## Text block
((

Source : National Post
Producers hope to cash in on writers' strike
As the Hollywood writers' strike drags into its 13th week, Canadian television producers are fielding phone calls that they hope will turn into sales of their shows to U.S. networks starved for new programming.
Peter Raymont, a co-founder, producer and writer at White Pine Pictures, an independent Toronto-based production company, said he is "optimistic" his CBC drama The Border -- about an elite border security unit confronting international crime, terrorists and trafficking -- will be sold to a U.S. network after a series of meetings today and tomorrow in Las Vegas.
"It's certainly helping us that there is a writers' strike and the Americans are hungry for content," Mr. Raymont said yesterday before he was to fly to an annual international sales event convened by the National Association of Television Program Executives. "We've had a lot of interest from the U.S."
The Writers Guild of America strike has shut down production of such hit shows as Grey's Anatomy and House. Talks between the writers and U.S. studios continue, but unscripted reality shows and reruns are filling huge gaps in the prime-time TV schedule, leaving programmers in search of fresh material.
"I've been getting a number of calls from various networks in the United States, asking to see pilot episodes and scripts," said Ira Levy, co-founder of and executive producer at Toronto-based Breakthrough Films and Television. "There's a [large] market that doesn't have product because of the Writers Guild strike."
There were rumours in the Canadian production industry last week that Toronto-based Shaftesbury Films, maker of Murdoch Mysteries and Life With Derek, was close to a deal with a major U.S. network.
As the strike drags on, CBS and NBC are showing they are willing to step outside their comfort zones to find new sources of scripted shows. CBS, for example, is reaching into the vault of cable channel subsidiary Showtime Networks Inc. for Dexter, a show about a forensic scientist who moonlights as a serial killer.
Also next month, rival NBC plans to begin airing episodes of Quarter Life, originally made for viewing exclusively on the Internet.
Canadian production companies are not unknown in the United States. Breakthrough Films and Television, for example, has sold scripted children's shows, including Atomic Betty and Captain Flamingo, to Time-Warner Inc.'s Cartoon Network and Walt Disney Co.
But Mr. Levy says the Canadian company is now fielding calls about more grown-up fare.
Buyers for U.S. networks have expressed interest in a half-hour comedy being produced with Citytv called Less Than Kind, starring Maury Chaykin and shot in Winnipeg.

))

## Data to use

((

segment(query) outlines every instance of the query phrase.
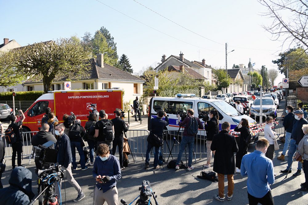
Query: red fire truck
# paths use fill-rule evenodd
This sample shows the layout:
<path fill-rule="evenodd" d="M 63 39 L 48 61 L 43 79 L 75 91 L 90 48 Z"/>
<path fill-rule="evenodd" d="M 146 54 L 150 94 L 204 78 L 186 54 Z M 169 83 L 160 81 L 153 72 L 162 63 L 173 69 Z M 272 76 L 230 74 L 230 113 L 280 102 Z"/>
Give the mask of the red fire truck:
<path fill-rule="evenodd" d="M 47 107 L 59 120 L 63 122 L 65 113 L 72 112 L 84 126 L 88 120 L 90 105 L 97 104 L 97 110 L 104 110 L 108 119 L 115 117 L 114 112 L 123 108 L 123 93 L 121 89 L 55 90 L 44 94 L 37 99 L 25 112 L 26 119 L 22 123 L 24 132 L 37 131 L 41 126 L 42 119 Z"/>

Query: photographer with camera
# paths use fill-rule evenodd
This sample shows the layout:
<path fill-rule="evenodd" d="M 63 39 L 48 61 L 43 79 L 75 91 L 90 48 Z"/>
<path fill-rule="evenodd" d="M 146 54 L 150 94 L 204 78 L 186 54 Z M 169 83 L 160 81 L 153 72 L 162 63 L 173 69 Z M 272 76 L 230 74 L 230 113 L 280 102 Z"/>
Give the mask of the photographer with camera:
<path fill-rule="evenodd" d="M 2 205 L 28 204 L 34 197 L 32 192 L 32 173 L 28 169 L 22 167 L 14 169 L 9 183 L 10 186 L 0 191 Z"/>
<path fill-rule="evenodd" d="M 216 109 L 212 110 L 209 112 L 208 117 L 206 118 L 204 121 L 204 129 L 206 131 L 206 151 L 207 152 L 206 164 L 203 164 L 205 167 L 209 168 L 211 167 L 211 160 L 212 154 L 215 155 L 215 151 L 211 150 L 213 137 L 218 134 L 219 131 L 219 116 Z"/>
<path fill-rule="evenodd" d="M 192 166 L 192 152 L 195 136 L 195 135 L 191 133 L 191 129 L 197 128 L 197 131 L 198 128 L 199 129 L 203 129 L 203 125 L 199 118 L 194 116 L 195 111 L 193 109 L 191 108 L 188 109 L 187 112 L 187 116 L 182 122 L 181 122 L 180 115 L 178 114 L 177 116 L 179 120 L 179 125 L 180 127 L 184 125 L 185 125 L 185 127 L 184 128 L 184 132 L 183 133 L 182 141 L 181 141 L 180 151 L 177 155 L 177 160 L 175 168 L 176 169 L 180 168 L 180 162 L 181 161 L 182 155 L 187 145 L 188 146 L 188 167 L 187 168 L 187 170 L 190 171 L 194 168 L 194 167 Z M 192 126 L 194 125 L 197 125 L 197 128 L 192 127 Z"/>
<path fill-rule="evenodd" d="M 77 198 L 74 200 L 76 202 L 80 201 L 86 196 L 80 186 L 73 176 L 71 167 L 72 160 L 71 142 L 68 137 L 64 133 L 65 128 L 64 124 L 62 123 L 56 126 L 55 132 L 56 135 L 59 136 L 56 145 L 58 151 L 57 161 L 59 164 L 65 169 L 65 175 L 67 181 L 78 192 Z M 60 190 L 59 190 L 58 186 L 55 186 L 56 193 L 58 196 L 60 195 L 61 182 L 62 180 L 60 182 Z"/>
<path fill-rule="evenodd" d="M 123 112 L 123 113 L 122 113 Z M 111 121 L 113 124 L 115 129 L 115 138 L 112 141 L 112 155 L 114 155 L 116 150 L 116 146 L 119 148 L 119 154 L 120 159 L 120 167 L 123 168 L 123 134 L 128 130 L 129 125 L 125 123 L 125 121 L 120 117 L 124 112 L 121 109 L 116 111 L 116 118 Z"/>
<path fill-rule="evenodd" d="M 103 204 L 106 201 L 108 205 L 118 205 L 116 181 L 121 176 L 119 160 L 110 154 L 106 144 L 98 146 L 97 153 L 92 172 L 97 182 L 94 191 L 94 204 Z"/>
<path fill-rule="evenodd" d="M 162 118 L 164 116 L 165 120 Z M 150 156 L 151 150 L 153 147 L 155 147 L 155 155 L 154 156 L 154 169 L 159 168 L 158 165 L 158 155 L 159 154 L 159 148 L 160 146 L 157 146 L 156 142 L 155 139 L 157 137 L 160 141 L 163 140 L 163 130 L 165 126 L 169 124 L 169 119 L 167 116 L 167 114 L 163 110 L 160 110 L 157 113 L 157 117 L 151 119 L 150 121 L 150 134 L 148 137 L 148 149 L 145 154 L 145 168 L 149 168 L 149 162 L 150 161 Z"/>

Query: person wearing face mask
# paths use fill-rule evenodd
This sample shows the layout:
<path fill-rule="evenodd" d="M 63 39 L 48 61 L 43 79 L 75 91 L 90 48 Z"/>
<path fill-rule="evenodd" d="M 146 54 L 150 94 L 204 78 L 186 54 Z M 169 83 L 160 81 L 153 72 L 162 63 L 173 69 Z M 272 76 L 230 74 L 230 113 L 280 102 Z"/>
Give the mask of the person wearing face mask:
<path fill-rule="evenodd" d="M 264 127 L 264 137 L 268 140 L 270 145 L 267 148 L 267 151 L 265 153 L 265 156 L 273 160 L 274 157 L 274 140 L 276 139 L 276 133 L 272 130 L 272 127 L 274 126 L 273 123 L 274 119 L 270 116 L 266 117 L 265 119 L 266 124 Z"/>
<path fill-rule="evenodd" d="M 285 160 L 285 156 L 287 150 L 289 148 L 291 140 L 291 133 L 293 128 L 293 121 L 294 120 L 294 113 L 293 111 L 294 108 L 292 106 L 287 106 L 286 108 L 286 113 L 287 115 L 283 118 L 282 125 L 285 127 L 286 130 L 286 140 L 285 145 L 283 147 L 283 150 L 281 155 L 278 157 L 277 159 L 280 160 Z"/>
<path fill-rule="evenodd" d="M 110 154 L 109 147 L 100 144 L 97 147 L 98 156 L 95 158 L 92 171 L 97 182 L 94 191 L 95 204 L 119 205 L 116 181 L 121 177 L 120 162 L 116 157 Z M 107 179 L 103 183 L 102 178 Z"/>
<path fill-rule="evenodd" d="M 247 192 L 249 204 L 274 204 L 270 184 L 275 182 L 273 161 L 265 153 L 269 144 L 265 138 L 258 140 L 254 152 L 245 155 L 242 160 L 241 174 L 248 176 Z"/>
<path fill-rule="evenodd" d="M 65 127 L 63 123 L 56 125 L 55 132 L 56 135 L 59 136 L 56 144 L 58 149 L 58 157 L 57 162 L 65 170 L 65 174 L 66 179 L 78 192 L 77 198 L 74 200 L 74 202 L 79 201 L 86 197 L 81 187 L 76 181 L 72 173 L 71 164 L 73 161 L 72 152 L 71 148 L 71 142 L 68 136 L 64 133 Z M 62 180 L 60 181 L 60 190 L 58 186 L 55 186 L 55 192 L 58 196 L 60 195 L 61 189 Z"/>
<path fill-rule="evenodd" d="M 304 124 L 308 124 L 308 122 L 304 118 L 304 112 L 302 110 L 297 110 L 294 112 L 295 115 L 294 117 L 295 120 L 293 122 L 293 129 L 291 136 L 291 140 L 290 141 L 290 147 L 288 152 L 288 166 L 286 169 L 284 170 L 281 170 L 280 172 L 285 173 L 291 171 L 292 163 L 293 162 L 293 157 L 296 152 L 298 146 L 298 143 L 304 137 L 304 133 L 302 130 L 302 128 Z M 302 163 L 299 161 L 297 167 L 297 171 L 293 174 L 293 175 L 296 176 L 302 174 Z M 289 168 L 290 168 L 290 171 Z"/>
<path fill-rule="evenodd" d="M 210 111 L 209 114 L 210 120 L 205 122 L 204 129 L 206 131 L 206 151 L 207 152 L 207 161 L 206 164 L 203 164 L 205 167 L 208 168 L 211 167 L 211 160 L 212 159 L 212 153 L 215 154 L 215 152 L 212 152 L 211 150 L 211 145 L 212 144 L 213 137 L 218 133 L 219 131 L 219 116 L 218 112 L 216 110 Z"/>

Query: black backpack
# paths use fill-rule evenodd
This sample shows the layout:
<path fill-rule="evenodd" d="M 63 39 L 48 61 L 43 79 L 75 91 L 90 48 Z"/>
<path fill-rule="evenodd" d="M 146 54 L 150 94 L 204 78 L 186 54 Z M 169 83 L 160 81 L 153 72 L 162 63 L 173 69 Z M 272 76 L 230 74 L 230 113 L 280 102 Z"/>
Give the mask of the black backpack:
<path fill-rule="evenodd" d="M 112 125 L 109 120 L 106 122 L 101 120 L 103 126 L 103 137 L 104 141 L 107 142 L 111 142 L 113 140 L 113 131 Z"/>
<path fill-rule="evenodd" d="M 190 123 L 188 124 L 187 128 L 187 133 L 190 135 L 196 135 L 198 134 L 199 126 L 196 117 L 192 118 L 190 119 Z"/>

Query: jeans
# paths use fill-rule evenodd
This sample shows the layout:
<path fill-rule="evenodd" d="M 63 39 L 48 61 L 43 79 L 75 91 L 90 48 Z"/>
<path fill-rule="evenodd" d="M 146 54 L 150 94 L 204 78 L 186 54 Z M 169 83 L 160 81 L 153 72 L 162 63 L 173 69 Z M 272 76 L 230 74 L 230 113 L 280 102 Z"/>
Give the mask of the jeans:
<path fill-rule="evenodd" d="M 71 142 L 71 148 L 72 150 L 72 156 L 73 157 L 73 168 L 74 169 L 77 168 L 77 164 L 76 164 L 76 148 L 80 156 L 80 165 L 81 168 L 83 169 L 86 166 L 86 162 L 84 160 L 84 154 L 83 150 L 81 147 L 81 143 L 78 142 Z"/>
<path fill-rule="evenodd" d="M 286 132 L 286 141 L 285 142 L 285 146 L 283 147 L 283 150 L 282 150 L 282 154 L 284 155 L 286 155 L 286 153 L 287 152 L 287 150 L 289 148 L 289 146 L 290 144 L 290 140 L 291 140 L 291 133 Z"/>
<path fill-rule="evenodd" d="M 185 147 L 186 145 L 188 145 L 188 167 L 192 166 L 192 151 L 193 149 L 193 144 L 195 142 L 195 138 L 193 137 L 188 137 L 187 136 L 183 136 L 182 138 L 182 141 L 181 141 L 181 144 L 180 145 L 180 151 L 177 155 L 177 160 L 176 161 L 177 165 L 180 164 L 180 162 L 182 159 L 182 155 L 183 154 L 183 152 L 185 149 Z"/>
<path fill-rule="evenodd" d="M 94 158 L 94 144 L 95 142 L 91 140 L 88 140 L 88 144 L 89 145 L 89 154 L 90 155 L 90 162 L 93 163 Z"/>
<path fill-rule="evenodd" d="M 154 167 L 157 166 L 158 164 L 158 154 L 159 154 L 159 148 L 160 147 L 154 147 L 150 142 L 148 143 L 148 149 L 147 149 L 147 153 L 145 154 L 145 163 L 149 164 L 150 161 L 150 156 L 151 155 L 151 150 L 153 147 L 155 148 L 155 154 L 154 155 Z"/>
<path fill-rule="evenodd" d="M 298 146 L 298 144 L 295 144 L 296 142 L 296 141 L 293 139 L 291 139 L 290 141 L 290 147 L 289 152 L 288 152 L 288 166 L 287 167 L 287 169 L 289 169 L 290 167 L 291 168 L 292 168 L 293 157 Z M 302 163 L 300 162 L 299 161 L 298 162 L 297 169 L 300 170 L 302 170 Z"/>

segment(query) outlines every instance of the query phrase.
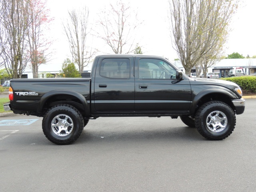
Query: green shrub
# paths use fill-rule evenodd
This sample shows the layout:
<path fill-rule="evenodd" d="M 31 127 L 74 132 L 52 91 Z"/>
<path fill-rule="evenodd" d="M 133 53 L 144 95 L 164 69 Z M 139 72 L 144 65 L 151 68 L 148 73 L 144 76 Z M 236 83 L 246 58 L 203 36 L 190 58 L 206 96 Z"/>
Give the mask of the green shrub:
<path fill-rule="evenodd" d="M 238 85 L 242 89 L 256 93 L 256 77 L 243 76 L 238 77 L 222 78 L 221 79 L 234 82 Z"/>

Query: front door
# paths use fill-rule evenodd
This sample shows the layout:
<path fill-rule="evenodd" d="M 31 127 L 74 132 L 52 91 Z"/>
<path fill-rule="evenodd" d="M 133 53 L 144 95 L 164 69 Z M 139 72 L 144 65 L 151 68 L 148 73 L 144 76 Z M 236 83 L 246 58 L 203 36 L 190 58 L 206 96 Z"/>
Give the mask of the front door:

))

## Tasks
• 1. In the article on the writers' strike, which city is Less Than Kind shot in?
• 2. Render the entries as a Markdown table with the columns Number and Entry line, one row per line, starting at the first line of the entries and stopping after the line that has "47 107 L 59". Skip blank lines and leave the pictures out.

## Exercise answers
• 1. Winnipeg

• 2.
| Number | Entry line |
|---|---|
| 1 | segment(query) outlines every instance of the query phrase. |
| 2 | Query: red fire truck |
| 3 | # paths use fill-rule evenodd |
| 4 | This sample shows the layout: |
| 5 | <path fill-rule="evenodd" d="M 63 39 L 48 61 L 43 79 L 75 91 L 90 48 Z"/> |
| 6 | <path fill-rule="evenodd" d="M 146 54 L 150 94 L 204 78 L 186 54 Z M 169 83 L 160 81 L 153 72 L 162 63 L 173 69 Z M 272 76 L 230 74 L 230 113 L 280 102 Z"/> |
| 7 | Give the mask of the red fire truck: |
| 8 | <path fill-rule="evenodd" d="M 47 107 L 59 120 L 63 122 L 65 113 L 72 112 L 84 126 L 88 120 L 90 105 L 97 104 L 97 110 L 104 110 L 108 119 L 115 117 L 114 112 L 123 108 L 123 93 L 121 89 L 55 90 L 44 94 L 37 99 L 25 112 L 26 119 L 22 123 L 24 132 L 37 131 L 41 126 L 42 119 Z"/> |